**Excerpt provided**
Hugh Patrick Lygon (2 November 190419 August 1936) was the second son of William Lygon, 7th Earl Beauchamp, and, though often believed to be the inspiration for Lord Sebastian Flyte in Evelyn Waugh's Brideshead Revisited, Waugh told the Lygon family that this was not the case. He was a friend of the writer's at Oxford (A. L. Rowse believed the two to be lovers), where both were members of the Hypocrites' Club (Lygon was also the president of the club), along with their contemporary Robert Byron, Murray Andrew McLean and the Plunket Greene brothers, Richard and David. David Plunket Greene was a good friend of Hugh Lygon.

**Problem 1**
Answer these questions using the passage on Hugh Lygon.
(a) Whose second son was Hugh Patrick Lygon?
(b) What position did Lygon hold in the Hypocrites' Club?
(c) Who did A. L. Rowse believe Lygon and Waugh to be?
**Problem 2**
In the passage on Hugh Lygon, take the part that opens with the words containing "Hugh Patrick Lygon" and closes with "of Hugh Lygon.". Write it out again, switching "Oxford" to "Cambridge".
**Problem 3**
Name every person the passage on Hugh Lygon identifies as a member of the Hypocrites' Club.

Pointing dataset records

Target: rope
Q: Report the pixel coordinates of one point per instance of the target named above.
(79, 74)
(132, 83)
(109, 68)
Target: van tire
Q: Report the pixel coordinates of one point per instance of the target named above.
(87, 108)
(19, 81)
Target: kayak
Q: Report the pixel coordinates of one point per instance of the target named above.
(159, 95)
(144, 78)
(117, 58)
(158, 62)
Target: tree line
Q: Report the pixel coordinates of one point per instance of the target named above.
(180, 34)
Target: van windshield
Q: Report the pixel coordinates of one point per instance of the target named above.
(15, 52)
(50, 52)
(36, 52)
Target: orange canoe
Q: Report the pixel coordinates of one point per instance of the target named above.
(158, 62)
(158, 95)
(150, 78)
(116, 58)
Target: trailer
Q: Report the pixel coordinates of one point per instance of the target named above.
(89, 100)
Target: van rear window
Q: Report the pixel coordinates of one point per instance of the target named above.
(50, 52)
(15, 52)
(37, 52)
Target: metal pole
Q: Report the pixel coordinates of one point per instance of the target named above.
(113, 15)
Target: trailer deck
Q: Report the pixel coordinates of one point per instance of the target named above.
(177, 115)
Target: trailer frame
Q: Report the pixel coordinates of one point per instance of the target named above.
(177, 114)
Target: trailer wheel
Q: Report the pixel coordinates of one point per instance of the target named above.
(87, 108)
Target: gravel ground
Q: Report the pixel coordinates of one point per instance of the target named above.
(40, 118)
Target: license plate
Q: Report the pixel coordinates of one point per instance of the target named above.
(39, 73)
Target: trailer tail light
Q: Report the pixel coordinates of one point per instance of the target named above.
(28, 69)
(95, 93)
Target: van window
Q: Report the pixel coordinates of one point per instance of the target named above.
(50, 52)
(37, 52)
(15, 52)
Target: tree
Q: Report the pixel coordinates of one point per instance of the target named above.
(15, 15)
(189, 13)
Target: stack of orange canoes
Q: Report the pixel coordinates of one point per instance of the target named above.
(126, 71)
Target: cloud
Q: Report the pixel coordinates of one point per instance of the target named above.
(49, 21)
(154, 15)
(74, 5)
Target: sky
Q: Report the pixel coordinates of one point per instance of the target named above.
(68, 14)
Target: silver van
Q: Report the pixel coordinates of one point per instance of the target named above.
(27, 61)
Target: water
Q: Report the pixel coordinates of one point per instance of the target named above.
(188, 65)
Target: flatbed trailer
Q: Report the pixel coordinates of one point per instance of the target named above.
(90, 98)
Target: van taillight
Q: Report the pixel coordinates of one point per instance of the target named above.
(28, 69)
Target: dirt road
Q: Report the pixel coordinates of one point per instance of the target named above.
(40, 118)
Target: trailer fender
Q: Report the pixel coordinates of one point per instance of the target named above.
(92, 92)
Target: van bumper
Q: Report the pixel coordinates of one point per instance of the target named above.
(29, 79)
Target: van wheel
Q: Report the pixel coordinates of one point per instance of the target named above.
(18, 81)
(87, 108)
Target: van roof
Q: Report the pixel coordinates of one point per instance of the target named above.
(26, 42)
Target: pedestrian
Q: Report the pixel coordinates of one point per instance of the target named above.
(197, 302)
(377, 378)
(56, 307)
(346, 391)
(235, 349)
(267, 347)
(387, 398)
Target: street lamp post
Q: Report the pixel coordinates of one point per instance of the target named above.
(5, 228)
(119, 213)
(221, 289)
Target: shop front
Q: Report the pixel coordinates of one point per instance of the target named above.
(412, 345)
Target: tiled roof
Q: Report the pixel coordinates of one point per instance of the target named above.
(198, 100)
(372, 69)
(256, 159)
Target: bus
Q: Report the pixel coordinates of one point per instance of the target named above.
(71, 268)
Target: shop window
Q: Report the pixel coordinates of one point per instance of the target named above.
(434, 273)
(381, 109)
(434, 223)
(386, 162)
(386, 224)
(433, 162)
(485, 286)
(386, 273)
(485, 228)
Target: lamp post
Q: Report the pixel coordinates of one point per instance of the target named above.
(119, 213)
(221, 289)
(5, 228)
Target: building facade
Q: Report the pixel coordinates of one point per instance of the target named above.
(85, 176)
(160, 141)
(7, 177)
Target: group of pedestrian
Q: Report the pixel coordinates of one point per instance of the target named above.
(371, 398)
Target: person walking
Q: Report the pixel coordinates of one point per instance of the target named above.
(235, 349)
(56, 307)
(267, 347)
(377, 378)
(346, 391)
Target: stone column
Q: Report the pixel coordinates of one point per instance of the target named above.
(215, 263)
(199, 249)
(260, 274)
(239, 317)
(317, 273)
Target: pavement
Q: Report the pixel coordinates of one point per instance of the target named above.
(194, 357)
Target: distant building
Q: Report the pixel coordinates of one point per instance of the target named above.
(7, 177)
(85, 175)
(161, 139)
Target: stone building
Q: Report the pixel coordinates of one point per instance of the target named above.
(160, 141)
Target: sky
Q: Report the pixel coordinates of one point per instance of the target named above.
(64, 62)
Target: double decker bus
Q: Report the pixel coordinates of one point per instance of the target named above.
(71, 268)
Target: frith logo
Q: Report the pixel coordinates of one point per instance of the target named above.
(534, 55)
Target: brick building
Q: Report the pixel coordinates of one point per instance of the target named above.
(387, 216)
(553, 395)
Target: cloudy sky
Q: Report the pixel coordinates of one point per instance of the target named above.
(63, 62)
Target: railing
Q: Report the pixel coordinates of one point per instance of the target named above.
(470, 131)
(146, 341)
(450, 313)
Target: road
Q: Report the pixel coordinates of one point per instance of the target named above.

**Full answer 1**
(a) William Lygon, 7th Earl Beauchamp
(b) He was its president.
(c) Lovers

**Full answer 2**
Hugh Patrick Lygon (2 November 190419 August 1936) was the second son of William Lygon, 7th Earl Beauchamp, and, though often believed to be the inspiration for Lord Sebastian Flyte in Evelyn Waugh's Brideshead Revisited, Waugh told the Lygon family that this was not the case. He was a friend of the writer's at Cambridge (A. L. Rowse believed the two to be lovers), where both were members of the Hypocrites' Club (Lygon was also the president of the club), along with their contemporary Robert Byron, Murray Andrew McLean and the Plunket Greene brothers, Richard and David. David Plunket Greene was a good friend of Hugh Lygon.

**Full answer 3**
Hugh Lygon, Evelyn Waugh, Robert Byron, Murray Andrew McLean, Richard Plunket Greene, David Plunket Greene